Excerpts from annotation records:

# # # #

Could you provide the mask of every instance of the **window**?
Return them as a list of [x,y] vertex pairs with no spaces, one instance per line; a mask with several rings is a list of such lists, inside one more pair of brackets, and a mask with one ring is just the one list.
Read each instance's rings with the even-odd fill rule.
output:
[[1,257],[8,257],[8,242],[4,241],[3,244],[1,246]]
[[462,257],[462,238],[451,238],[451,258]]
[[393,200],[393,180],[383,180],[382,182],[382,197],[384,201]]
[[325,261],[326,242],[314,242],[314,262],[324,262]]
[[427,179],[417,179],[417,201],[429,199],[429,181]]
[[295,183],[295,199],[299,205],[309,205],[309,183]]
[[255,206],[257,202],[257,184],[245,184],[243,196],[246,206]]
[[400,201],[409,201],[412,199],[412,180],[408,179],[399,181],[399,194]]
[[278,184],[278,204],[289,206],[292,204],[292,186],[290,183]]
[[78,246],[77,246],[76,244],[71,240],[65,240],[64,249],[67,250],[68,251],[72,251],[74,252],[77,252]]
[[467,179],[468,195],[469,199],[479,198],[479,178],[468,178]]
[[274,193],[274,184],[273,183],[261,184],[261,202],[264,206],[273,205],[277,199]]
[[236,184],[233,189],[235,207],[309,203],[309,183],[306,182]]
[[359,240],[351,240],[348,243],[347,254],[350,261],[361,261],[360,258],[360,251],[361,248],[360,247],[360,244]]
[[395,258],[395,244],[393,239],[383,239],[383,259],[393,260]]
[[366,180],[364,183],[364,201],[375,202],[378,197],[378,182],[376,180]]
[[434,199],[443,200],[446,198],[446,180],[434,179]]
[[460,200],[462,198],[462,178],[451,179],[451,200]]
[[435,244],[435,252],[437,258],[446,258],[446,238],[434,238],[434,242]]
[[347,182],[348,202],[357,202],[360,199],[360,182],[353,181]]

# # # #

Update the records above by replacing "even-odd fill rule" with "nonzero winding rule" and leaving everything else unchanged.

● ANSWER TO THIS PROBLEM:
Could you provide the mask of every instance of the **window**?
Return them as a list of [x,y] vertex pairs with no spaces, one instance per line; a mask with several rings is a list of such lists, inside one more pair of brackets, and a mask with one ring is just the one list.
Read each instance's rings with the nonzero winding rule.
output:
[[1,257],[8,257],[8,242],[4,241],[3,244],[1,246]]
[[462,257],[462,238],[451,238],[451,258]]
[[393,200],[393,180],[383,180],[382,182],[382,197],[384,201]]
[[325,261],[326,242],[314,242],[314,262],[324,262]]
[[427,179],[417,179],[417,201],[429,199],[429,181]]
[[295,183],[295,199],[299,205],[309,205],[309,183]]
[[255,206],[257,202],[257,184],[245,184],[243,196],[246,206]]
[[400,201],[409,201],[412,199],[412,180],[408,179],[399,181],[399,194]]
[[278,184],[278,204],[289,206],[292,204],[292,186],[290,183]]
[[78,246],[77,246],[76,244],[71,240],[65,240],[64,249],[67,250],[68,251],[72,251],[74,252],[77,252]]
[[467,179],[468,195],[469,199],[479,198],[479,178],[468,178]]
[[274,193],[274,184],[273,183],[261,184],[261,202],[264,206],[273,205],[277,199]]
[[236,184],[233,189],[235,207],[309,203],[309,183],[306,182]]
[[359,240],[351,240],[348,243],[347,254],[350,261],[361,261],[360,258],[360,251],[361,248],[360,247],[360,244]]
[[395,258],[395,244],[393,239],[383,239],[383,259],[393,260]]
[[366,180],[364,183],[364,201],[375,202],[378,197],[378,182],[376,180]]
[[434,199],[443,200],[446,198],[446,180],[434,179]]
[[460,200],[462,198],[462,178],[451,179],[451,200]]
[[435,244],[435,252],[437,258],[446,258],[446,238],[434,238],[434,242]]
[[347,182],[348,202],[357,202],[360,199],[360,182],[353,181]]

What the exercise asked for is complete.